Allah Resûlü (sav) vahyin gelmesine yakın, toplumun hâlinden rahatsız olduğu için artık daha çok yalnız kalmayı tercih ediyordu. Azığını alıp Nur Dağı’ndaki Hira Mağarası’na çekilerek orada Rabbine ibadet ediyordu. Hatice Annemiz de bazen eşine azık götürüyor ve onu ziyaret ediyordu. Doğal olarak eşinin bu hâlini müşahede ediyor ve onunla aynı duyguları paylaşıyordu. Tâ ki ilk vahiy gelip yeni bir başlangıca işaret ettiğinde artık birlikte çözüm arayan hislerine cevap bulmuşlardı.
=-=-=
• [Yapılacaklar]:
A – İlk vahiy öncesini anlatan metne göre Allah Resûlü ibadet etmek için nereye çekiliyordu?
B – İlk vahiy öncesini anlatan metinde "Allah Resûlü (sav)" ifadesinden "hislerine cevap bulmuşlardı." ifadesine kadar olan kısmı aynen tekrarlar mısın?
C – İlk vahiy öncesini anlatan metni son cümlesinden sonrasıyla sürdürür müsün?

Kaydedilmiş veri girişleri:
=-=-=
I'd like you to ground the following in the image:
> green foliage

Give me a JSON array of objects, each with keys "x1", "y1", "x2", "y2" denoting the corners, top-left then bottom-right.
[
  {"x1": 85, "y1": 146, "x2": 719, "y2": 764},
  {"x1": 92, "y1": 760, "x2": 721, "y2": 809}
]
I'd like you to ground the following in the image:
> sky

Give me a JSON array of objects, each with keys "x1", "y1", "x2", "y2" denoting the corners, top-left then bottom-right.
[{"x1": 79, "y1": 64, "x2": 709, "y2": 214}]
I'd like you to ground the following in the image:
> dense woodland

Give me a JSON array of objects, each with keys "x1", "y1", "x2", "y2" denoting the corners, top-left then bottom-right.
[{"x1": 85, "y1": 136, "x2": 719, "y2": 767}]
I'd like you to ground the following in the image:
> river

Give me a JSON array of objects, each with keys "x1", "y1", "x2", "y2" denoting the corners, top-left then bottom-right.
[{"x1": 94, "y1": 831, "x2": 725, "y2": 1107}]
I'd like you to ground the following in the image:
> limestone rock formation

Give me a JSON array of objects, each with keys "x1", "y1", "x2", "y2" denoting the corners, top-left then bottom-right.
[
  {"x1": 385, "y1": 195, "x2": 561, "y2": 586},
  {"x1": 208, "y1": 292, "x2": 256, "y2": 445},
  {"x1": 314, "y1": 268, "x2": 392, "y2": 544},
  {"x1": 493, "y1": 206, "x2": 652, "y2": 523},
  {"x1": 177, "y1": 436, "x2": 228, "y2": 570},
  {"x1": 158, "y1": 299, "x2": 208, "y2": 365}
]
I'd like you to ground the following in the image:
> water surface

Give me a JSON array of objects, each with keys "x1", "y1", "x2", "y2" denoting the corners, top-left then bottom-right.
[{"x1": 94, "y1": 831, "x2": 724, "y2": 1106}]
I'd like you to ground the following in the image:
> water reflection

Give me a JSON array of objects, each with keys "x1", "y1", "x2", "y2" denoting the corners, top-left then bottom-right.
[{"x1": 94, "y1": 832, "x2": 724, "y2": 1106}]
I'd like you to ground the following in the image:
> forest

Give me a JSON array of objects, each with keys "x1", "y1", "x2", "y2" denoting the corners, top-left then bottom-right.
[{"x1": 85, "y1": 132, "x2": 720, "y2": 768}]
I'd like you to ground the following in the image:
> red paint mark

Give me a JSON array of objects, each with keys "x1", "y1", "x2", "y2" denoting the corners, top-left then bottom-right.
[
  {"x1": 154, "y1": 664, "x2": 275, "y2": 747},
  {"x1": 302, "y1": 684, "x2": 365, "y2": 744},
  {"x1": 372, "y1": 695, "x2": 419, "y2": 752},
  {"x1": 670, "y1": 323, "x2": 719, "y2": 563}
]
=-=-=
• [Görev Yanıtları]:
A – Nur Dağı’ndaki Hira Mağarası’na.

B –
Allah Resûlü (sav) vahyin gelmesine yakın, toplumun hâlinden rahatsız olduğu için artık daha çok yalnız kalmayı tercih ediyordu. Azığını alıp Nur Dağı’ndaki Hira Mağarası’na çekilerek orada Rabbine ibadet ediyordu. Hatice Annemiz de bazen eşine azık götürüyor ve onu ziyaret ediyordu. Doğal olarak eşinin bu hâlini müşahede ediyor ve onunla aynı duyguları paylaşıyordu. Tâ ki ilk vahiy gelip yeni bir başlangıca işaret ettiğinde artık birlikte çözüm arayan hislerine cevap bulmuşlardı.

C –
Urve ibni Zubeyr’den (rh) rivayetle Nebi’nin eşi Âişe (r.anha) şöyle dedi:
“Allah Resûlü’ne (sav) vahyin gelişi, uykusunda doğru rüyalar görmesiyle başladı. Gördüğü her rüya sabahın aydınlığı gibi aynen çıkardı. Sonra ona yalnızlık sevdirildi. Artık Hira Mağarası’nda yalnızlığa çekilir, oradan ailesinin yanına gelinceye kadar sayısı belirli gecelerde ibadet eder ve (ailesinin yanına döndükten bir süre sonra) yine azık alıp mağaraya geri giderdi. Sonra yine Hatice’nin (r.anha) yanına dönüp, bir o kadar zaman için azık hazırlardı.
Nihayet Allah Resûlü (sav) bir gün Hira Mağarası’ndayken hak (vahiy) kendisine geldi. Ona melek geldi ve ‘Oku!’ dedi.
O da, ‘Ben okuma bilmem.’ cevabını verdi.
Allah Resûlü (sav) dedi ki: ‘O zaman melek beni alıp takatim kesilinceye kadar sıktı.
Sonra bırakıp yine, ‘Oku!’ dedi.
Ben de ona, ‘Ben okuma bilmem.’ dedim.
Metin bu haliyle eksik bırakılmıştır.